- _RECORDS FOR THE EXERCISE_
○ ○ ○
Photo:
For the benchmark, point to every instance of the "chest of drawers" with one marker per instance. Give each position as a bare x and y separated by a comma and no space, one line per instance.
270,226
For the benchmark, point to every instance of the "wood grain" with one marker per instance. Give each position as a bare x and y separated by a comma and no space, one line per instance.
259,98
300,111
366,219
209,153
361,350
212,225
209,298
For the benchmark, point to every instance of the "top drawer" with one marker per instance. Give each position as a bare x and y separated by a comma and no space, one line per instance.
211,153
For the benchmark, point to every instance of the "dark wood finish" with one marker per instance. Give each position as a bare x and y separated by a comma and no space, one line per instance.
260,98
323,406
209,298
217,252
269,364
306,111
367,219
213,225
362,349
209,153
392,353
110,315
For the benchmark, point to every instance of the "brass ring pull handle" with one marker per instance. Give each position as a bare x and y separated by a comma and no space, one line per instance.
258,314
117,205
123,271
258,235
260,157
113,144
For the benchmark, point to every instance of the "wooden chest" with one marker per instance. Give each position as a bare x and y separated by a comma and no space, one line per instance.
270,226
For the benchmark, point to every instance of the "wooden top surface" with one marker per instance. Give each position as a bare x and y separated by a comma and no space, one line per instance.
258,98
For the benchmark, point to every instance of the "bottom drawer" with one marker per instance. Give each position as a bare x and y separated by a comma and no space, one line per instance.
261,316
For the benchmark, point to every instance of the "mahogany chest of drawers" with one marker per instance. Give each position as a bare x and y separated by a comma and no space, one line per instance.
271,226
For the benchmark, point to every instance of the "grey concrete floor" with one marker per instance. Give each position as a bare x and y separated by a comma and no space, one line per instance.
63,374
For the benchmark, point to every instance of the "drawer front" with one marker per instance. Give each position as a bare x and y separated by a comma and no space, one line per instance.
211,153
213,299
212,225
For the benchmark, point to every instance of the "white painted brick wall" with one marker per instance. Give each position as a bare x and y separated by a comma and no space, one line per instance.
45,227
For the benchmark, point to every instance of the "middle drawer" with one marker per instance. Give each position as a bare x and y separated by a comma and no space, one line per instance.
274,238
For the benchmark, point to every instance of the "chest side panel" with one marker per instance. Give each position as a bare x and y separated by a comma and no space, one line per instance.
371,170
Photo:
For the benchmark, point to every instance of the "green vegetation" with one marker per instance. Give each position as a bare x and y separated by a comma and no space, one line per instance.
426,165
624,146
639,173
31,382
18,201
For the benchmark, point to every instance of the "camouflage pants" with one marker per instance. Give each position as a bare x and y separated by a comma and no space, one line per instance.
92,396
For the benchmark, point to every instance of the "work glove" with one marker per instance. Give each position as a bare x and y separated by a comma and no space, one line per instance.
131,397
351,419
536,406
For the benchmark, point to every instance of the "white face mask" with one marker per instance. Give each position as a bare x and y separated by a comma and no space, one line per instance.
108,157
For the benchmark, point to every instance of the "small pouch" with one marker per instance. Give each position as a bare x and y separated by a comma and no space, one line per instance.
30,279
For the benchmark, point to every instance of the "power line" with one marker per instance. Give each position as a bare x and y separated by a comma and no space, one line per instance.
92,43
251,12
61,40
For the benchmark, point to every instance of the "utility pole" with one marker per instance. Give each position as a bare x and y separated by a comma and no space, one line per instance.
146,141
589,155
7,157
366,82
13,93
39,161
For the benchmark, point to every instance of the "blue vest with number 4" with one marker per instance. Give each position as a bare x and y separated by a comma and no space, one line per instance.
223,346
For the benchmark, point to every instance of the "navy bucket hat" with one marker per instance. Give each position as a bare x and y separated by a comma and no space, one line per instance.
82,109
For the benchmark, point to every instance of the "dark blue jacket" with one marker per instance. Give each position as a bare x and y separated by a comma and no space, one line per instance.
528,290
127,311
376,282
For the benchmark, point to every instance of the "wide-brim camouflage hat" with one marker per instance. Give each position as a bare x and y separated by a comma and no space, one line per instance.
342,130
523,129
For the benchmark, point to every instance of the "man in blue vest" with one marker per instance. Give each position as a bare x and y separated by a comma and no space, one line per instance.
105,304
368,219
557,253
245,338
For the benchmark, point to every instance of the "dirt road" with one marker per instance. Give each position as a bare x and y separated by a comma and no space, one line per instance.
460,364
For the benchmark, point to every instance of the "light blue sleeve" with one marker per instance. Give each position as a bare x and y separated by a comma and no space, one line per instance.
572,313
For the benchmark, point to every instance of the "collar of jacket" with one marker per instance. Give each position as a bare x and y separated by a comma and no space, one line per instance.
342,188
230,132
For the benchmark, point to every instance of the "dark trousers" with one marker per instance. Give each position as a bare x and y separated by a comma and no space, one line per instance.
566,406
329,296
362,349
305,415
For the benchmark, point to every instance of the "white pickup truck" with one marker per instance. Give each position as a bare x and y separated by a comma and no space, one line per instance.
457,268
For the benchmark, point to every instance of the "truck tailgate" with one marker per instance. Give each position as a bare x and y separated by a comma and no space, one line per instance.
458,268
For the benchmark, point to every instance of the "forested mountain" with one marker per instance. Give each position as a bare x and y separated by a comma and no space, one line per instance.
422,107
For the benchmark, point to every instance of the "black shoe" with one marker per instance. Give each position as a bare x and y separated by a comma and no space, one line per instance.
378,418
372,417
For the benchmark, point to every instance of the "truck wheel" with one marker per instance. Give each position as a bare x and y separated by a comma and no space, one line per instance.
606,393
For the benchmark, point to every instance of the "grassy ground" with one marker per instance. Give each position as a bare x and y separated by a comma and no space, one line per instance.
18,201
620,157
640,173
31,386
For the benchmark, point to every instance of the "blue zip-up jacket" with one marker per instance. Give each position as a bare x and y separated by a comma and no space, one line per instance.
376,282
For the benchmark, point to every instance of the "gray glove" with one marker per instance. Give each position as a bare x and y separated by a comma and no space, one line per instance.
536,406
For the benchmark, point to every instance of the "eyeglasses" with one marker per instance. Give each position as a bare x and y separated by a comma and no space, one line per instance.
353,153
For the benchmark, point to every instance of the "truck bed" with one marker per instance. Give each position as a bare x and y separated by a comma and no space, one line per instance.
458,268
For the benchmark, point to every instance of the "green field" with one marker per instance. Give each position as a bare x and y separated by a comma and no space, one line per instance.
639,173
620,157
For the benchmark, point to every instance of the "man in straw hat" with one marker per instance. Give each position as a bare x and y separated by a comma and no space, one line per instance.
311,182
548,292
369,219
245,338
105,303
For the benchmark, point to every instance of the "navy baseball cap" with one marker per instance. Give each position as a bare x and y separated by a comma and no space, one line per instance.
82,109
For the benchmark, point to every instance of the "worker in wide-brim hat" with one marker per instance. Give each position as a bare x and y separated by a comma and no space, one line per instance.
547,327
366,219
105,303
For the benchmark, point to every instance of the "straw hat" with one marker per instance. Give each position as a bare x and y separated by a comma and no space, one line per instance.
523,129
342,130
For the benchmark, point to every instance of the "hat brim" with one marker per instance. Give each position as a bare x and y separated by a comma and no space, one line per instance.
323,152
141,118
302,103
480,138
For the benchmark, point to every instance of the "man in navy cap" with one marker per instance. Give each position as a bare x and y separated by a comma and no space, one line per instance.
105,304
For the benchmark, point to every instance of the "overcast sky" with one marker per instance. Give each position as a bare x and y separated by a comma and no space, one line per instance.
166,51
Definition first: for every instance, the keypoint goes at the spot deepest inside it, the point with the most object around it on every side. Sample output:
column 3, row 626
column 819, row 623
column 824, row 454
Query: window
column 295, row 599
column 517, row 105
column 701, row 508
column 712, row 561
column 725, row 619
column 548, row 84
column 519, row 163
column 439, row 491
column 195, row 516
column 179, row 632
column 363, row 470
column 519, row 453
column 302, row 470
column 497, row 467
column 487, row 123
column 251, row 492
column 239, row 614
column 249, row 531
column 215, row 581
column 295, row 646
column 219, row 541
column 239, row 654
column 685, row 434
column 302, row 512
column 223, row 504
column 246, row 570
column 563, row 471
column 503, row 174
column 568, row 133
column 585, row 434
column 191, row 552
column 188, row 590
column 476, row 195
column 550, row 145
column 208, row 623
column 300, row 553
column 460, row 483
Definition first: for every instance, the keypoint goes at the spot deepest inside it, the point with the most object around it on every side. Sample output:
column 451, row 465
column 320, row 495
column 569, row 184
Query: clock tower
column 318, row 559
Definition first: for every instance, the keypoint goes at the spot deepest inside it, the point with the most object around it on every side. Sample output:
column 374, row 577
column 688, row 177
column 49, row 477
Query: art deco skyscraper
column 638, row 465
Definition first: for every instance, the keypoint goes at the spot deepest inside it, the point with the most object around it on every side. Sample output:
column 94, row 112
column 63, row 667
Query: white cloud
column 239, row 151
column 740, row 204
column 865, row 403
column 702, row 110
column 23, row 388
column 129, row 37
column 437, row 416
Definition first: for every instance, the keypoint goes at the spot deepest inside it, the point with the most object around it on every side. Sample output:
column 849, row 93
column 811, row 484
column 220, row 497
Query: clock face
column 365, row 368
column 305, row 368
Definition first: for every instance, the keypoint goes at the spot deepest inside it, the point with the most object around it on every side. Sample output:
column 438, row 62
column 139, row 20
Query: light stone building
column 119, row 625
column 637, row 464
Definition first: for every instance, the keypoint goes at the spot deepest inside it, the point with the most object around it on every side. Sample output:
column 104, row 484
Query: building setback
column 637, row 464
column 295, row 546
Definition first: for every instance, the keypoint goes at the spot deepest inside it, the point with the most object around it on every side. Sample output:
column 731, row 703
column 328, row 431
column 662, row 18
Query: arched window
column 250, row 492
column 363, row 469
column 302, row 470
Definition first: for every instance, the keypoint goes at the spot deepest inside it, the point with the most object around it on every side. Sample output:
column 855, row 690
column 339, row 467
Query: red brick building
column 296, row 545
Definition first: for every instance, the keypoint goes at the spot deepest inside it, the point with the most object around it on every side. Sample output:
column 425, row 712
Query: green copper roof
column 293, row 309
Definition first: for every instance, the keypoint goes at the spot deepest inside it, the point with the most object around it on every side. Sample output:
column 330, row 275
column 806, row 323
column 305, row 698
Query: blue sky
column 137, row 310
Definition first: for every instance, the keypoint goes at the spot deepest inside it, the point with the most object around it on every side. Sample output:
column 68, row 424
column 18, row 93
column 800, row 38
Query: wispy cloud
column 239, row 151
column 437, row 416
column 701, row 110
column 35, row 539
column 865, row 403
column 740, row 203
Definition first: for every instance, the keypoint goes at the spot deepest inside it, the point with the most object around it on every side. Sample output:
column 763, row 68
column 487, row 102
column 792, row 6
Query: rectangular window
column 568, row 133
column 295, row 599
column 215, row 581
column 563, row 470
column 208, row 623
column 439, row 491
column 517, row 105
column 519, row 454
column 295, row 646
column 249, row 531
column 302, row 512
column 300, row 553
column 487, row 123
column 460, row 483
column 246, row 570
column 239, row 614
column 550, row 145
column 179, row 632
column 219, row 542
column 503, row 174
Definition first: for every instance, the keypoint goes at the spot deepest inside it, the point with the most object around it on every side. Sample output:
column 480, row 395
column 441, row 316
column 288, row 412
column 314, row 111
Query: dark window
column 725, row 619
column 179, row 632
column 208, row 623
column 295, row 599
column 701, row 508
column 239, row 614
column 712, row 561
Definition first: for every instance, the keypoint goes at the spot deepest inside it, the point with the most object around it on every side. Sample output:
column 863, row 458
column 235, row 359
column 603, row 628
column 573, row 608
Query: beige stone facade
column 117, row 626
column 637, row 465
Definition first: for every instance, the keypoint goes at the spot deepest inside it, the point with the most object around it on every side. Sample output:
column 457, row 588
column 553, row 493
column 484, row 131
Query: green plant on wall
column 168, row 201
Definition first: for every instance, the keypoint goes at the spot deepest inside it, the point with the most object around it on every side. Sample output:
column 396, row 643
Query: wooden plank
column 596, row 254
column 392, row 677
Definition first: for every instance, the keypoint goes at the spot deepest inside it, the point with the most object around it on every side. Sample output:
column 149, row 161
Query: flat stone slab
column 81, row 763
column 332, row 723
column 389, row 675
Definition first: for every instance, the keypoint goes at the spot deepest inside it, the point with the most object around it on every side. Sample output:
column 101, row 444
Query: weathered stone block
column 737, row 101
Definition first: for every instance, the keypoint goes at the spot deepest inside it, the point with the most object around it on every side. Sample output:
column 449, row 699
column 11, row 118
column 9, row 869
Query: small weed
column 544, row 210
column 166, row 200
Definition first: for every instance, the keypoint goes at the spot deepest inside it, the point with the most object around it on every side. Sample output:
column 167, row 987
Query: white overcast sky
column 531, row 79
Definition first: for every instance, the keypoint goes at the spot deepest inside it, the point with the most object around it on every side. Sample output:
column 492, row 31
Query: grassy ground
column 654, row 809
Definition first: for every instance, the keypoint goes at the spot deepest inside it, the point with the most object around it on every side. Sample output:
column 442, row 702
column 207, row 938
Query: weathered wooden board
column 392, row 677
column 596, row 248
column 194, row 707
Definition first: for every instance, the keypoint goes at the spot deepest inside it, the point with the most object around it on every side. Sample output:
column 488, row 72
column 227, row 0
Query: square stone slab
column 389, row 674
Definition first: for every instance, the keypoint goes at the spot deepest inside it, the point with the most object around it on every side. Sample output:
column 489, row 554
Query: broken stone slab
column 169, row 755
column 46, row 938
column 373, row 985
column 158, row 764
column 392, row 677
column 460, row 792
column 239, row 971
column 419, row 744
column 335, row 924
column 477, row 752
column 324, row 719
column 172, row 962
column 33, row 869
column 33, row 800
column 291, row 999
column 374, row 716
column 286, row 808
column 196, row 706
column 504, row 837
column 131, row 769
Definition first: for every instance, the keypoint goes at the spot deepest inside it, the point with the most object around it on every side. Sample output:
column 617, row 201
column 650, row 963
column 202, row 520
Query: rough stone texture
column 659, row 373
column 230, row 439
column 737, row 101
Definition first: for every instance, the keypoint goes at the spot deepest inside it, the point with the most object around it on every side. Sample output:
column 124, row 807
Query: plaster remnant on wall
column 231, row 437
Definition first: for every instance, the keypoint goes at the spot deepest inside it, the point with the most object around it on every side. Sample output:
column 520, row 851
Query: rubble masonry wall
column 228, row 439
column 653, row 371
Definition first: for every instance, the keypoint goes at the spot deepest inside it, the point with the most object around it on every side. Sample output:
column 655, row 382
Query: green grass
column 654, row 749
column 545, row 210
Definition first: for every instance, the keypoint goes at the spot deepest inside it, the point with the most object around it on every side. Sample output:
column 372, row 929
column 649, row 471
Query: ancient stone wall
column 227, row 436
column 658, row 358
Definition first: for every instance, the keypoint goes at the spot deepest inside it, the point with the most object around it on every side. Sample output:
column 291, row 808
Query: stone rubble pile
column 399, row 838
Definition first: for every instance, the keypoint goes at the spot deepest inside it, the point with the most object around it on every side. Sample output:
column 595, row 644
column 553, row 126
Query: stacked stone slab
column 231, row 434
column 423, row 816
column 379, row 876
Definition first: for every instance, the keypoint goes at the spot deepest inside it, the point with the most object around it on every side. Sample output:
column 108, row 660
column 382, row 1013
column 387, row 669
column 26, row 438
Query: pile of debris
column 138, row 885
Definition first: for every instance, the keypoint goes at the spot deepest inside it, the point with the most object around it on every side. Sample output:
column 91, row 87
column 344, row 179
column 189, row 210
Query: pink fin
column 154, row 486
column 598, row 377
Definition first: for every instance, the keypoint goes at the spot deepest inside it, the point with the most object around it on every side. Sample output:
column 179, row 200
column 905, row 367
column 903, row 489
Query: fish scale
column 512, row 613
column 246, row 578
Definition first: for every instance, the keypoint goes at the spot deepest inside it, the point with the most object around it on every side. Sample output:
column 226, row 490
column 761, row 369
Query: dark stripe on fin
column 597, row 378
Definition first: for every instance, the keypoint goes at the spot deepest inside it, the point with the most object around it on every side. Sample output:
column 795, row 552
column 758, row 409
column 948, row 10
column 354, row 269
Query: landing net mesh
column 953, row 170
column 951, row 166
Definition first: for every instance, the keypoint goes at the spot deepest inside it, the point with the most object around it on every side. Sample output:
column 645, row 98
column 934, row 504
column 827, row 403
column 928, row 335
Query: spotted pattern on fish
○ ○ ○
- _EXERCISE_
Copy out every line of the entries above that contains the string "slab".

- _SOLUTION FOR THIS TASK_
Query: flat stone slab
Query: square stone slab
Query: broken stone slab
Query: stacked stone slab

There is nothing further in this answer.